→ **TASK GOAL**
Check each line of the listing below for the string "pole", then copy every line that has it.

→ **DATA TO EXAMINE**
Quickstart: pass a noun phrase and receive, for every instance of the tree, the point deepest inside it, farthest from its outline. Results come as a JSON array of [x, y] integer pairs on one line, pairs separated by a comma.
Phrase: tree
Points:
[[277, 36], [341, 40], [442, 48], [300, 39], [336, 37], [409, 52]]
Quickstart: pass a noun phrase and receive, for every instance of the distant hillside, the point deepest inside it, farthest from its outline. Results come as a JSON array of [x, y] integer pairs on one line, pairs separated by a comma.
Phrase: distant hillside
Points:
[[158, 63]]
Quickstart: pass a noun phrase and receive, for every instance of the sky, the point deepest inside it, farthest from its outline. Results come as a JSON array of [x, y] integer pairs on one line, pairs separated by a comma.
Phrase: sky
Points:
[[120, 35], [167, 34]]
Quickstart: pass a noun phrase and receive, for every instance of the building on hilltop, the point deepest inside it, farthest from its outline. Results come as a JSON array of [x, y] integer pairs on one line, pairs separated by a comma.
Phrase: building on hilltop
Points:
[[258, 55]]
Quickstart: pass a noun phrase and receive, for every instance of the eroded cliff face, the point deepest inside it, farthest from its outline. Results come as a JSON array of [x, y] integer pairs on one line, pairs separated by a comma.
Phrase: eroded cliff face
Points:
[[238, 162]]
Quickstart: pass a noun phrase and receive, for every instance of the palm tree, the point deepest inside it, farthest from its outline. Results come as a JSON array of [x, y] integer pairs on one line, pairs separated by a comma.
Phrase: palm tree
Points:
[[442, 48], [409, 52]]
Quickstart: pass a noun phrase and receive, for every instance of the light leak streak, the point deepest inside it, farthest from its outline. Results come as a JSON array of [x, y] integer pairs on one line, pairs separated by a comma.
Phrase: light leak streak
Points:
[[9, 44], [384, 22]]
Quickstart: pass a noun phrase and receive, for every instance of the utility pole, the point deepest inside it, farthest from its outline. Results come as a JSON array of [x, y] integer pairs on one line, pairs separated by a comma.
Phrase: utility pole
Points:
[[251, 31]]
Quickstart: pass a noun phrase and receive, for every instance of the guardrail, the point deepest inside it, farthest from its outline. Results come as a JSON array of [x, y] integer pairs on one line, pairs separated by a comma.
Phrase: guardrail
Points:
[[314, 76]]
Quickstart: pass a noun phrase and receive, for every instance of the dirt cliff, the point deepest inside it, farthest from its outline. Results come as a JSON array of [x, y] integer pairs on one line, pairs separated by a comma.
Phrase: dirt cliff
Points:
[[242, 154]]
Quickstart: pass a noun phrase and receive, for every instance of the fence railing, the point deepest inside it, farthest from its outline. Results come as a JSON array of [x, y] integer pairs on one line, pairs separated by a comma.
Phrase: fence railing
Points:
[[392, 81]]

→ **ANSWER BOX**
Quickstart: pass a noun phrase and receive, for every instance of the utility pole, the point deepest inside it, farthest from its outline. Results come as a JSON array of [x, y] integer pairs on one line, pairs separated by a comma.
Phrase: utility pole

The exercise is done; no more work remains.